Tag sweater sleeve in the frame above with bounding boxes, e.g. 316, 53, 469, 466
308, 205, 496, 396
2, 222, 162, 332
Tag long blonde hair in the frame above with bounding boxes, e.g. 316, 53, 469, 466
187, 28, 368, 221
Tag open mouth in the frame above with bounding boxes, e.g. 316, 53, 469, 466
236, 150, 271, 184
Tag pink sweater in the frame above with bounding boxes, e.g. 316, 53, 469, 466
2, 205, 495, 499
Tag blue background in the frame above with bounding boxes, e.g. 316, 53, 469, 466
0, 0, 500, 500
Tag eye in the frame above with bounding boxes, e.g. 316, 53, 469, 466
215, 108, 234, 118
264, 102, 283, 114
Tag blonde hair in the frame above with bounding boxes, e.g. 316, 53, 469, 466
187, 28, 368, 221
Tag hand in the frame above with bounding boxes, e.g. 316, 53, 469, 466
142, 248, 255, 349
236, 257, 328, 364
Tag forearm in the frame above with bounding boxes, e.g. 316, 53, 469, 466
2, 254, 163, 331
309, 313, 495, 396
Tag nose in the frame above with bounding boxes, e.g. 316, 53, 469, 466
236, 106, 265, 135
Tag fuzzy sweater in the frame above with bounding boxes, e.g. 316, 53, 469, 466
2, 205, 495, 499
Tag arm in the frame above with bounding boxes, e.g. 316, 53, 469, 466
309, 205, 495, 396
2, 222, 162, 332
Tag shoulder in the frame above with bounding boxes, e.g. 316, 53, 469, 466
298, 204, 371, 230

*-*-*

Task requirements: Reproduce the entire listing above verbatim, line for line, in its original order.

Full answer:
Tag sweater sleeve in the frame above with bounding boxes, e.g. 316, 53, 469, 466
308, 205, 496, 396
2, 222, 162, 332
Tag long blonde hair in the frame above with bounding boxes, e.g. 316, 53, 469, 466
187, 28, 368, 221
Tag open mouth in the frame above with bounding boxes, e.g. 316, 53, 469, 466
236, 150, 271, 184
Tag pink sweater in the frame above with bounding boxes, e.g. 316, 53, 469, 466
2, 205, 495, 499
Tag blue background in the frame above with bounding boxes, e.g. 316, 53, 469, 466
0, 0, 500, 500
Tag eye in the frame above with bounding boxes, e.g. 316, 53, 469, 466
215, 108, 234, 118
264, 102, 283, 114
Tag blonde hair in the frame above with bounding boxes, e.g. 316, 53, 469, 466
187, 28, 368, 221
Tag hand in the frame above with bounding boxes, e.g. 316, 53, 469, 466
142, 248, 255, 349
236, 257, 328, 364
Tag forearm in the frame above with bounding boxes, e.g. 316, 53, 469, 466
2, 254, 163, 331
309, 313, 495, 396
Tag nose in the frame above with bounding boxes, e.g. 316, 53, 469, 466
236, 106, 265, 135
Tag fuzzy sweater in the frame above with bounding boxes, e.g. 316, 53, 469, 466
2, 205, 495, 499
Tag arm in the frame above with bounding boxes, e.g. 316, 53, 469, 466
309, 205, 495, 396
2, 222, 162, 332
Tag shoulder in the frame above with bounding boxes, e.g. 316, 53, 469, 466
298, 204, 371, 230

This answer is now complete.